Stored dataset items

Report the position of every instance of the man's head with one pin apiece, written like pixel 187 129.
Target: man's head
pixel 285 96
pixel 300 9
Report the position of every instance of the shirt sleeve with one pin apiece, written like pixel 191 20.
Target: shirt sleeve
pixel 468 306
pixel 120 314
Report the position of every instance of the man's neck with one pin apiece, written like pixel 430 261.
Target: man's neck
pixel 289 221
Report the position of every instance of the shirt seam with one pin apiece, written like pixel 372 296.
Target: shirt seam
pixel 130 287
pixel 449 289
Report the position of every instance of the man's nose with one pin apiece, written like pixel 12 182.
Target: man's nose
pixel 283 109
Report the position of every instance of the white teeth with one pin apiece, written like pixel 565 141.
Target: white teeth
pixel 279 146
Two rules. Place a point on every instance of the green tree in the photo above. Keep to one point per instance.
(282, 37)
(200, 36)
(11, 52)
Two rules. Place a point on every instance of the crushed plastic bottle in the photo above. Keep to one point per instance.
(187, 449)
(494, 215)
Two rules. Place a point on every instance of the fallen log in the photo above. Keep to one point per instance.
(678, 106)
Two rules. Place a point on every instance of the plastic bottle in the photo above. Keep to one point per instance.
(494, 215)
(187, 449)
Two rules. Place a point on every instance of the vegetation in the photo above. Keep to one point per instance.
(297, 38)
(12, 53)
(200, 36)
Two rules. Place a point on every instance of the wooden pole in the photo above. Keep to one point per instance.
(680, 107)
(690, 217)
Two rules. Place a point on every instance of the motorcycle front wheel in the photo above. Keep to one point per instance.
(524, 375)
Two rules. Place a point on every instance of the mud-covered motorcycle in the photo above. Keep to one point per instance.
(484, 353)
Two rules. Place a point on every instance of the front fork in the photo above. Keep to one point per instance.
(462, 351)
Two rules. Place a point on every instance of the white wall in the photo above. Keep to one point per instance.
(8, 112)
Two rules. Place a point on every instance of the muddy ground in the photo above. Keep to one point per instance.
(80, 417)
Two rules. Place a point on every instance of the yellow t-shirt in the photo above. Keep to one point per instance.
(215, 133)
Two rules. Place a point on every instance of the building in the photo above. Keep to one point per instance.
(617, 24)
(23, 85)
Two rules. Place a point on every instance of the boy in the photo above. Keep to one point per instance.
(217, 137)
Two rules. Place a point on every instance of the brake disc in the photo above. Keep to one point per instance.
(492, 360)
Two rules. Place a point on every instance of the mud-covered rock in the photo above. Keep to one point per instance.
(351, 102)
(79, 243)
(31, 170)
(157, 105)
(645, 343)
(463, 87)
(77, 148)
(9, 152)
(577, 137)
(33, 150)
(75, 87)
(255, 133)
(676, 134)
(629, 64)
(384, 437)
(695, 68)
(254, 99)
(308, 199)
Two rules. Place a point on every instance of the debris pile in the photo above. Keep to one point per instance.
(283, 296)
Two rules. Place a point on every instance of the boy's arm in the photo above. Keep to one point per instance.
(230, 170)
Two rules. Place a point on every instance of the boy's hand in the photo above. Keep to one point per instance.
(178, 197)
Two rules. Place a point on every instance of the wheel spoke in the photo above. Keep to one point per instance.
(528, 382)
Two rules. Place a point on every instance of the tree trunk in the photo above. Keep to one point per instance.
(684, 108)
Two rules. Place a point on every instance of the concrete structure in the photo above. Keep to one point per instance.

REQUIRED WORK
When you answer, repeat each entry exactly as it appears above.

ANSWER TO THE PROBLEM
Report the position of every instance of the man's head with one pin apiece, written like pixel 187 129.
Target: man's head
pixel 285 96
pixel 300 9
Report the position of every instance of the shirt sleeve with one pin apiece, written like pixel 191 20.
Target: shirt sleeve
pixel 468 306
pixel 120 314
Report the position of every instance of the man's neck with one pin apiece, written like pixel 430 261.
Target: man's neck
pixel 289 221
Report the position of every instance of the shirt seam with one pin apiece, written like pixel 372 296.
Target: shirt seam
pixel 130 287
pixel 449 289
Report the position of every instance of the man's nose with one pin apiece, written like pixel 12 182.
Target: man's nose
pixel 283 109
Report the position of every instance of the white teeth with one pin apiece, written like pixel 565 141.
Target: white teeth
pixel 279 146
Two rules. Place a point on every instance of the green tree in the photo above. Keep to one point per instance.
(282, 37)
(200, 36)
(11, 52)
Two rules. Place a point on every instance of the crushed plastic bottle in the photo above. Keep to one point per instance.
(187, 449)
(494, 215)
Two rules. Place a point on every instance of the fallen log in the photo above. Keep to one point per instance.
(678, 106)
Two rules. Place a point on every instance of the plastic bottle in the photo above. Keep to one point per instance.
(494, 215)
(187, 449)
Two rules. Place a point on every instance of the vegetation in the photo above. Keep to one point per instance.
(297, 38)
(12, 53)
(200, 36)
Two rules. Place a point on every instance of the wooden pole in the photo above. Keep to one point per instance.
(680, 107)
(690, 217)
Two rules. Place a point on every instance of the motorcycle front wheel in the photo above. Keep to one point per instance.
(524, 375)
Two rules. Place a point on every instance of the mud-covered motorcycle in the photo above. Keep to one point per instance.
(484, 353)
Two rules. Place a point on every instance of the front fork in the photo above. Keep to one point per instance.
(462, 351)
Two rules. Place a point on every instance of the white wall in the photo above. Keep to one point per instance.
(8, 112)
Two rules. Place a point on every instance of the muddy ground in the photo above. Keep to one point per instance.
(80, 417)
Two rules. Place a point on every instance of the yellow t-shirt in the photo above. Keep to one point per instance.
(215, 133)
Two rules. Place a point on every instance of the building in the photo above. Keep to one point per instance.
(617, 24)
(23, 85)
Two rules. Place a point on every instance of the boy in the photo above. Keep to one point per instance.
(217, 137)
Two rules. Place a point on every instance of the brake disc in the photo above. Keep to one point per instance.
(492, 360)
Two rules. Place a point on every instance of the mud-covered rock in the photo above. Keep to one point per instance.
(351, 102)
(79, 243)
(31, 170)
(157, 105)
(645, 343)
(463, 87)
(77, 148)
(9, 152)
(577, 137)
(33, 150)
(75, 87)
(255, 133)
(676, 134)
(629, 64)
(384, 437)
(695, 68)
(254, 99)
(308, 199)
Two rules. Place a point on every instance of the debris pile in the photo above. Keep to one point per instance.
(283, 296)
Two rules. Place a point on every instance of the boy's arm in the photo above. Keep to one point per instance.
(230, 170)
Two rules. Place a point on every instance of the boy's hand in the photo above. Keep to one point per instance.
(178, 197)
Two rules. Place a point on every instance of the wheel spoke in the photo above. Keep to one point per instance.
(528, 382)
Two rules. Place a point on every instance of the tree trunk in the photo above. Keep to one point per instance.
(684, 108)
Two rules. Place a point on every instance of the concrete structure in the photo above. Keep to one point per instance.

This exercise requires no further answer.